** Exercise requirements **
Swap "dot" for "marker" everywhere in the listing below, and return the whole listing with nothing else changed.

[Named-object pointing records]
--- BEGIN ---
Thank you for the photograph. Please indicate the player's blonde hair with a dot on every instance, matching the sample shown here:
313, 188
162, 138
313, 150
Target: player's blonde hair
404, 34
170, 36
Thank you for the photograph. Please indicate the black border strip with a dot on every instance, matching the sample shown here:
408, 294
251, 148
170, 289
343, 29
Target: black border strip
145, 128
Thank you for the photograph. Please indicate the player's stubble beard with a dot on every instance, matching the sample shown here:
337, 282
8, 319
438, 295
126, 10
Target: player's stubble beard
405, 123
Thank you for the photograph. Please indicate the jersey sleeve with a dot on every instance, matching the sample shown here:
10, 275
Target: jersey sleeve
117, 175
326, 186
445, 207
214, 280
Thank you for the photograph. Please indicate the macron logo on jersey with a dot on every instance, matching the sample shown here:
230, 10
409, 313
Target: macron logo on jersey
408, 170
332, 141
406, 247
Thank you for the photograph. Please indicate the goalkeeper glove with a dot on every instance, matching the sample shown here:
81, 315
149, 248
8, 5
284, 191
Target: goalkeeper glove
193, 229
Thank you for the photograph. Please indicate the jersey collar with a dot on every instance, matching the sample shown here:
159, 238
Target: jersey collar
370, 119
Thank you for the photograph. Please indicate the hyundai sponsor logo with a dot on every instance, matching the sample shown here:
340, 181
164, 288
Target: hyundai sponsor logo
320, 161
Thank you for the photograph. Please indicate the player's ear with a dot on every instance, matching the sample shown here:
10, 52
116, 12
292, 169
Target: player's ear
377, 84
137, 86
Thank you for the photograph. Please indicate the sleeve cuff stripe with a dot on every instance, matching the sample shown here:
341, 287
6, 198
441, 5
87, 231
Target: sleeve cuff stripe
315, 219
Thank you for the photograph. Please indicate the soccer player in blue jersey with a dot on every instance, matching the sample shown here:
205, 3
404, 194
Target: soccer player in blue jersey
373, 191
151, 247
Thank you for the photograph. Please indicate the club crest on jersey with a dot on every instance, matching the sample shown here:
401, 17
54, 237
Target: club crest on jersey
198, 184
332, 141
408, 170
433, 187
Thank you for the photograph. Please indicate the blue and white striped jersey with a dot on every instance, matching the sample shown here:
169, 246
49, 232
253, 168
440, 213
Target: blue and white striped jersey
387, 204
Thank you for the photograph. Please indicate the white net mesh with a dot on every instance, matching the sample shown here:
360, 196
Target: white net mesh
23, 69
--- END ---
** Written answer **
Thank you for the photograph. Please indicate the player's blonde hair with a marker on every instance, matching the sample shown here:
313, 188
162, 138
313, 150
Target: player's blonde hair
404, 34
170, 36
Thank you for the photograph. Please indicate the black border strip with a marker on every instance, matching the sample shown here:
408, 294
251, 148
170, 289
343, 29
Target: black border strip
145, 128
Thank you for the photograph. Please indicate the player's stubble beard with a marker on every instance, matching the sample shown here:
337, 282
8, 319
438, 295
126, 10
Target: player's stubble beard
405, 123
Thank you for the photograph. Please indicate the jersey sleeve with a marker on every instance, matching the sample shown here:
10, 275
Target: jersey sleeve
117, 175
326, 186
445, 207
214, 280
Thank you for the photograph. Please indicate the macron logo on jersey with a marker on every instance, matching the sample shown here:
230, 10
409, 313
Target: macron logo on jersey
408, 170
332, 141
406, 247
Thank you for the photograph. Please indicate the goalkeeper glove with a marker on every instance, matching the sample shown here:
81, 315
149, 248
8, 5
284, 191
Target: goalkeeper glove
193, 229
Thank you for the photograph. Please indicate the jersey collar with a marker on every instance, matching the sample shown here:
159, 238
Target: jersey collar
370, 119
Thank you for the photograph. Please indicate the hyundai sponsor logo with a marker on every instance, matching the sample shown here:
340, 181
164, 288
Target: hyundai sponsor logo
320, 161
Thank you for the photograph. Please indicate the player's ear with a marker on every instance, matching the sample shown here:
10, 52
116, 12
292, 169
Target: player's ear
377, 84
137, 86
Thank you for the photograph. Please indicate the sleeve cuff stripe with a marker on every instance, matching the sample shown here:
341, 287
6, 198
441, 5
87, 231
Target: sleeve cuff stripe
315, 219
Thank you for the photograph. Please indicate the soccer player in blue jersey with a marker on every instance, matching the sample shown here:
205, 3
404, 194
Target: soccer player in blue jersey
373, 191
151, 247
Thank you for the photograph. Please indicate the club crest on jersey with a marker on every instance, matching the sample shown here:
401, 17
54, 237
Target: club crest on jersey
198, 184
332, 141
408, 170
433, 187
Thank you for the photograph. Please indicate the blue and white striped jersey with a marker on every instance, matching the sample shown here:
169, 246
49, 232
253, 168
440, 213
Target: blue and white striped jersey
387, 204
Thank you for the photograph. Please indicate the white net mesh with a marker on every instance, matching the sample shown here:
360, 196
Target: white net mesh
23, 69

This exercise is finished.